When your system must work with HDP-based storage, there are things to remember that affect both the storage and the NAS server. For detailed information on using HDP with your particular storage, consult the HDP software documentation.

When using HDP pools with NAS servers, consider the following:

  • All current Hitachi Vantara storage supports HDP as a licensed option.
  • All NAS servers support HDP without requiring a server-side license.
  • The HDP software has no effect on protocol clients, such as NFS, and SMB.
  • Each DP-Vol draws space from multiple pool volumes, which helps to relieve the storage bottleneck by distributing I/O to more disks.
  • If you attempt to create or expand a file system and either there are not enough free chunks on the span or there is not enough free disk space on the DP pool, the server will make space by recycling one or more deleted file systems, if the span contains any.

    NoteWhen you recycle or delete a file system, the amount of free space shown in a storage configurator such as Hitachi Ops Center Administrator or Hitachi Storage Navigator does not reflect the new space until after you have run the span-unmap-vacated-chunks command. Do not run this command unnecessarily because performance may be reduced.
  • Recycling a file system causes the chunks that stored the file system data to be moved into the vacated-chunks list, which contains records of which freed chunks were used by which file system.
  • Creating or expanding a file system draws space from the vacated chunks list, if any is available, without using new space from the HDP pool. Any further space is pre-allocated at once.
  • Writing to a file system costs no space because that space was pre-allocated.
  • When creating or expanding a storage pool on HDP pools, you must use the DP-Vols from a single DP pool. This rule applies whether you are using the CLI or the NAS Manager. Later storage pool expansions can be done using storage from different DP pools.

Using HDP to expand a span

Using HDP to add space provides additional benefits.

These benefits include:

  • You can add disks in small increments, even just a single pool volume.
  • Data gets restriped.
  • Span gets faster and performance remains almost even.

Consider the following use case for using HDP to expand a span:

If you originally created a pool containing 10 TiB of real storage and eight DP-Vols of 2.5 TiB each, totalling 20 TiB, the pool is over-committed by a ratio of 2:1. As always, a storage pool (span on the CLI) resides on the DP-Vols. As time goes by, you make a series of expansions of 4 TiB each by adding new parity groups or pool volumes. The first expansion increases the amount of real storage in the pool to 14 TiB and the second expansion takes it to 18 TiB.

After each of these expansions, no further action is necessary. However, after a third 4 TiB expansion, the pool contains 22 TiB of real storage, but its DP-Vols total only 20 TiB. As a result, 2 TiB of the disk space that you have installed are inaccessible to the server.

Listed entries>

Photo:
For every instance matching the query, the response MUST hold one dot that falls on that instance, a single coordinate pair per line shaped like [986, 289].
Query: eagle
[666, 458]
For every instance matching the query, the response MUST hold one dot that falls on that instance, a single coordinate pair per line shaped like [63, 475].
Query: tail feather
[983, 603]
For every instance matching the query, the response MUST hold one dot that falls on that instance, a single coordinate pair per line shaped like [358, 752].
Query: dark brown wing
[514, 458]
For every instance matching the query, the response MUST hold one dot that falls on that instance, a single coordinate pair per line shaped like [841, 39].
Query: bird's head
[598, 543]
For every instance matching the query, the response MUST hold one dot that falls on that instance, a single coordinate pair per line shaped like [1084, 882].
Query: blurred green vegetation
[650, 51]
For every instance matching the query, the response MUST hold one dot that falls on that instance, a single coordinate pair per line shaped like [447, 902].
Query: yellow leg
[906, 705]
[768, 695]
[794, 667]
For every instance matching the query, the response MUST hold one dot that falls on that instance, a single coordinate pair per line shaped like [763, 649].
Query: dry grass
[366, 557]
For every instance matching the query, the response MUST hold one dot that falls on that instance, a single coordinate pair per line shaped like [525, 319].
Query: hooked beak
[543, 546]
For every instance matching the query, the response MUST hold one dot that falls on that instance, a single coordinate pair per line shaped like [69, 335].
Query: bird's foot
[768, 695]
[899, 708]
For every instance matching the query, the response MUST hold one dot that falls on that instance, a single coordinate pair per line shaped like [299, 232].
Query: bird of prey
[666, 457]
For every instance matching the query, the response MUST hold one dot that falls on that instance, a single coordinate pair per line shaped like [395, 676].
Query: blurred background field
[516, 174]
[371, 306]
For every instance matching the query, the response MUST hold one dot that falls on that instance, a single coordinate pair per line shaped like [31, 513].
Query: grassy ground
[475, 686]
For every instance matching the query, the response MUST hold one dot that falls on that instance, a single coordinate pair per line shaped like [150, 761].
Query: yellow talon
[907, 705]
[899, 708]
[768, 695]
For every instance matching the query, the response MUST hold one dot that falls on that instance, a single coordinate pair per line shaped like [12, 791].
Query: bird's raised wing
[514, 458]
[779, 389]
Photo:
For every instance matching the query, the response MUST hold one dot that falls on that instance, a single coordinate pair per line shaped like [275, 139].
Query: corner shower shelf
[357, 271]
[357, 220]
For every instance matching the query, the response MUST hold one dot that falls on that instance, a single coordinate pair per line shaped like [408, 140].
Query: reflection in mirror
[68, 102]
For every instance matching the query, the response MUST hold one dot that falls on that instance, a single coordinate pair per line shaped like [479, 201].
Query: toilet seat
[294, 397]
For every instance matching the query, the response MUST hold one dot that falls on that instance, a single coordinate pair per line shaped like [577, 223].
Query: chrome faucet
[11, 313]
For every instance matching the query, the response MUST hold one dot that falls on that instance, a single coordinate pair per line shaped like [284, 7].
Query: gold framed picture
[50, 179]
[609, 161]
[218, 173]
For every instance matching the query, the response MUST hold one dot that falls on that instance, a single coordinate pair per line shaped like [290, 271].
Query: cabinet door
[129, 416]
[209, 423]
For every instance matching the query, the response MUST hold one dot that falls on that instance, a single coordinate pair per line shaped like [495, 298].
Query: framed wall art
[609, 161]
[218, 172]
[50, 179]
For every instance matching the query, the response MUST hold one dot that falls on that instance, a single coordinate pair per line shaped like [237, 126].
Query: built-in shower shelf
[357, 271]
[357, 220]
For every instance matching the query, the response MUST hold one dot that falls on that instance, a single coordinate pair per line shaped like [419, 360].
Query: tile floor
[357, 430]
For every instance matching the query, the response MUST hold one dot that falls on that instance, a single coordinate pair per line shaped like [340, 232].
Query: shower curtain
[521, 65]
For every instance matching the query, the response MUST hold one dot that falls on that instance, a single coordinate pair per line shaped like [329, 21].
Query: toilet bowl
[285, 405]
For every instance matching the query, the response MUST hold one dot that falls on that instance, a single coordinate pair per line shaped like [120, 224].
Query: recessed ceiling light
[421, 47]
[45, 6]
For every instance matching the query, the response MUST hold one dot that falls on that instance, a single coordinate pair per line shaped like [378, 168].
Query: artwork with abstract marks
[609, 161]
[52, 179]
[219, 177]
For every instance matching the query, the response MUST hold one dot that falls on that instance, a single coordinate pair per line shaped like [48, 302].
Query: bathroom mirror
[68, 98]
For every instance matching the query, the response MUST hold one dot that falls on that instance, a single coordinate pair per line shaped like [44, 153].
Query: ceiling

Instruction 1>
Answer these questions from the HDP text:
(a) Does a NAS server need a server-side license to support HDP?
(b) Which command must be run before a storage configurator shows the space freed by recycling or deleting a file system?
(c) In the use case, how much real storage does the pool contain after the third 4 TiB expansion?
Instruction 2> Reproduce verbatim the section of the HDP text that opens with the words "NoteWhen you recycle" and closes with "pre-allocated at once.".
The data is separate material and stands apart from the HDP text.

Written solution 1>
(a) No. All NAS servers support HDP without requiring a server-side license.
(b) The span-unmap-vacated-chunks command.
(c) 22 TiB.

Written solution 2>
NoteWhen you recycle or delete a file system, the amount of free space shown in a storage configurator such as Hitachi Ops Center Administrator or Hitachi Storage Navigator does not reflect the new space until after you have run the span-unmap-vacated-chunks command. Do not run this command unnecessarily because performance may be reduced.
  • Recycling a file system causes the chunks that stored the file system data to be moved into the vacated-chunks list, which contains records of which freed chunks were used by which file system.
  • Creating or expanding a file system draws space from the vacated chunks list, if any is available, without using new space from the HDP pool. Any further space is pre-allocated at once.